Prof refuses to quit using Tor

The Chronicle of Higher Education has an amazing story by a brave prof, Paul Cesarini, who got leaned on by his university's IT department to stop using Tor, the anonymizing network tool. They even wanted him to stop teaching it. Cesarini stuck to his guns — and won.

My visitors next produced page after page of logs detailing my apparent use of Tor. While I couldn't dispute most of the details in the logs, they seemed inaccurate. For example, the technician said I had been using Tor earlier that morning. In fact, I had been at Wal-Mart that morning looking for a good deal on an HDTV; I had reached my office only about five minutes earlier.

More important, the logs did not prove any wrongdoing on my part. All they demonstrated was that I, like thousands of others around the world, had installed and infrequently used Tor. In my case, of course, there was no wrongdoing.

Nonetheless, my visitors made two requests: that I stop using Tor, and that I avoid covering it in class.

EXTRACTED INFORMATION:

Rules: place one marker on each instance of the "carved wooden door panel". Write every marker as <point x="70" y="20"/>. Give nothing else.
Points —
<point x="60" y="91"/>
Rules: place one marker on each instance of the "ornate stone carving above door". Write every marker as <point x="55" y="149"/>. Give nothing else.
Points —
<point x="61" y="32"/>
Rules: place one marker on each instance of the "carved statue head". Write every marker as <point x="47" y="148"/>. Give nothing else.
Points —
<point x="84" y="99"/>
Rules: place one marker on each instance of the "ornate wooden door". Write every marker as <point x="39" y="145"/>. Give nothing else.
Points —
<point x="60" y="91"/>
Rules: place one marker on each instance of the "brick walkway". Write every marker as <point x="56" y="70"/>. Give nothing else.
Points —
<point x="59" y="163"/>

WHAT TO WORK ON:
Continue the passage about the professor and Tor, starting after its last sentence. The entries have nothing to do with the passage about the professor and Tor.

EXERCISE RESULT:
Having been on the administrative end of academic technology, I appreciate the difficulties facing the information-technology staff. No one pats you on the back if nothing goes wrong, but if something does – if a virus or worm sweeps through the campus's network infrastructure, or someone hijacks some computers to churn out spam – you are off everyone's Christmas-card list. The last thing my former colleagues needed was some smarmy faculty member spouting off about academic freedom and threatening to demonstrate Tor to 100-plus students each semester.

Their job is to protect the network that allows me to do my job: to teach classes that are mostly or entirely online, and to conduct research. If they weren't here as the first or even only line of defense against the unscrupulous elements of our technological society, my university would cease to function. It's as simple as that.